* The data *
___
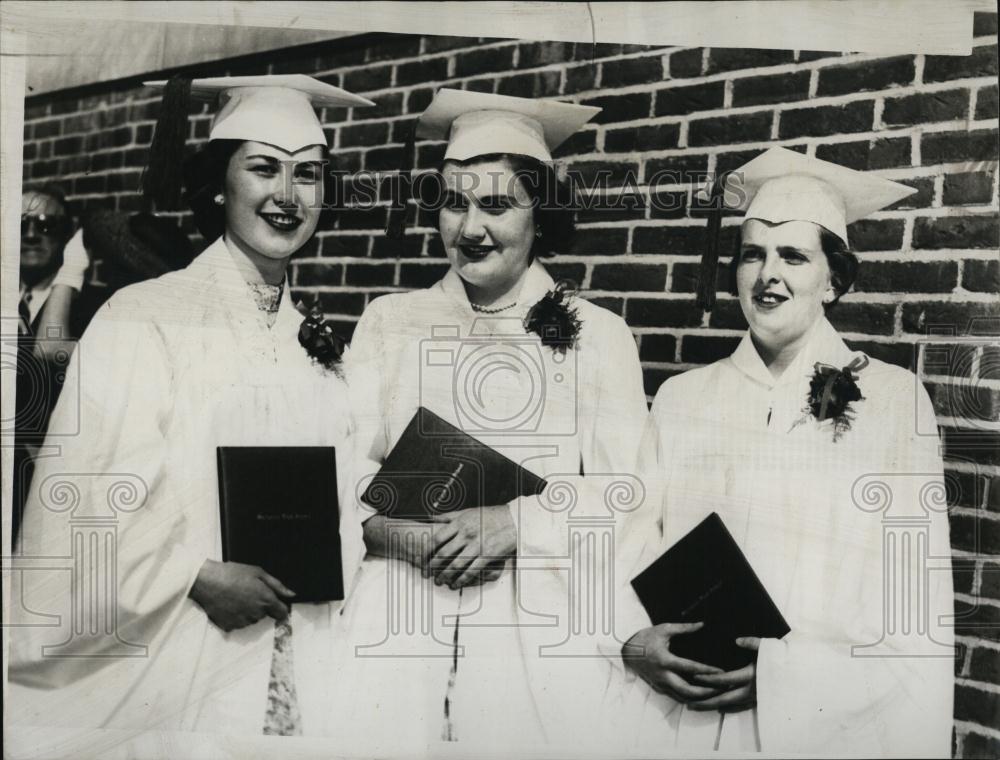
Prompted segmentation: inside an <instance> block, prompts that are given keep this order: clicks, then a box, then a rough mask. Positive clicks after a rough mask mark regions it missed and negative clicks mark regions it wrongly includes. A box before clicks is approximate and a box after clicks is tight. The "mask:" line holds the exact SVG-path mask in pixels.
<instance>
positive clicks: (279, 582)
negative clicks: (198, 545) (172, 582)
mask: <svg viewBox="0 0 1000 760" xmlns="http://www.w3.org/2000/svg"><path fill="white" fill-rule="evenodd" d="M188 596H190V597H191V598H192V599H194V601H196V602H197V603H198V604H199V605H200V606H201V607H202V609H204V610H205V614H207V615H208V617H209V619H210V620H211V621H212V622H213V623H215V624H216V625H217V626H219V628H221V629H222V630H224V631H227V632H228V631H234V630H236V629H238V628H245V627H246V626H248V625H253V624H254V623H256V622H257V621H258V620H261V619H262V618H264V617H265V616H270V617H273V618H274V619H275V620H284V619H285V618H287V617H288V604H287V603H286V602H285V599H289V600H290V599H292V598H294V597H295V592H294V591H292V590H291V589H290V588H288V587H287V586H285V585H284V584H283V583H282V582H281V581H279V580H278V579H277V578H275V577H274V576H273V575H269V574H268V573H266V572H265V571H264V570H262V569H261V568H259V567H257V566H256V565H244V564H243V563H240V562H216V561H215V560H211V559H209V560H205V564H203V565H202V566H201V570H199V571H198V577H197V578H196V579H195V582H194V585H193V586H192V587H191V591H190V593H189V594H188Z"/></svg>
___
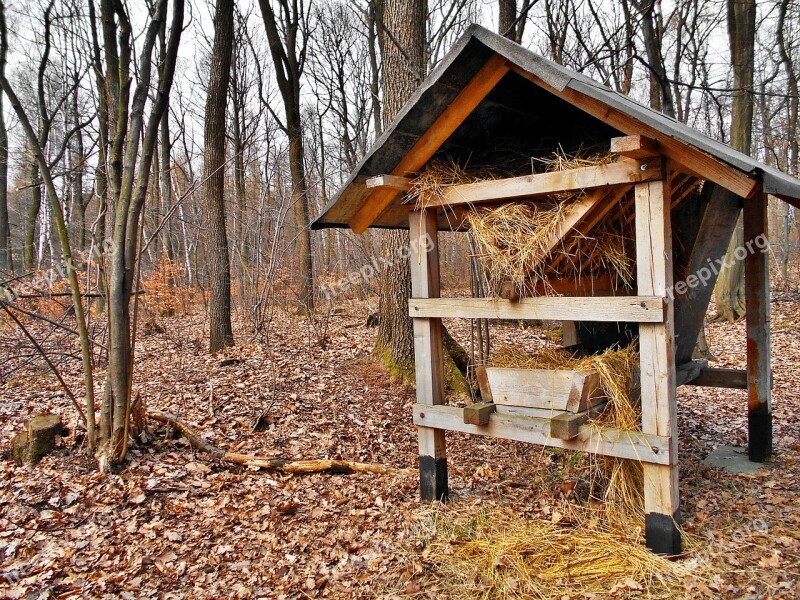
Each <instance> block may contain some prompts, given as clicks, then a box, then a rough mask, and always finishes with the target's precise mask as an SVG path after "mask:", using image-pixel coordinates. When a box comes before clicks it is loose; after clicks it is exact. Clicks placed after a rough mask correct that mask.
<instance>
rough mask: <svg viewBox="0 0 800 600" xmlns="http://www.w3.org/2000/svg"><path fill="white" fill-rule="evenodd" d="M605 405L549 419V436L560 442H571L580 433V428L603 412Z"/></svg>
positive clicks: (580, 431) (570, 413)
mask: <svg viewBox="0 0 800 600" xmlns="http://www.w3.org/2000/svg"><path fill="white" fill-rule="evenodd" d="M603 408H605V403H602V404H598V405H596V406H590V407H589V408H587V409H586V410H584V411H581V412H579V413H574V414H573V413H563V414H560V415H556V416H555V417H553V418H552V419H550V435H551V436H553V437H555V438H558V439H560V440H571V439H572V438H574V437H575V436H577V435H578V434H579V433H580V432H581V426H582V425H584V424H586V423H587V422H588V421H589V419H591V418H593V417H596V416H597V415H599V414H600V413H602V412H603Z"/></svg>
___
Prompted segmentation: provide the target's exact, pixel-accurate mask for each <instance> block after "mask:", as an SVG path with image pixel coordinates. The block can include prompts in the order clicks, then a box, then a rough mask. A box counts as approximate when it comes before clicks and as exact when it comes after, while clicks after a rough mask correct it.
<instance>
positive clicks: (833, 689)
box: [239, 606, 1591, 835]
___
* How to complete this task *
Among the entries above, the line containing "Each <instance> block may", the line containing "rough mask: <svg", and all lines between them are to be restated word for word; nothing else belongs in the reply.

* Result of this exercise *
Each <instance> block may contain some prompts, given as clicks, then a box, then a rough mask, and always finishes with the target's precise mask as an SVG path after "mask:", using image-pixel coordinates. When a box comes before clicks it is loose; after clicks it is exact. Clicks placed after a rough mask correct that mask.
<instance>
rough mask: <svg viewBox="0 0 800 600" xmlns="http://www.w3.org/2000/svg"><path fill="white" fill-rule="evenodd" d="M605 405L549 419V436L560 442H571L580 433V428L603 412Z"/></svg>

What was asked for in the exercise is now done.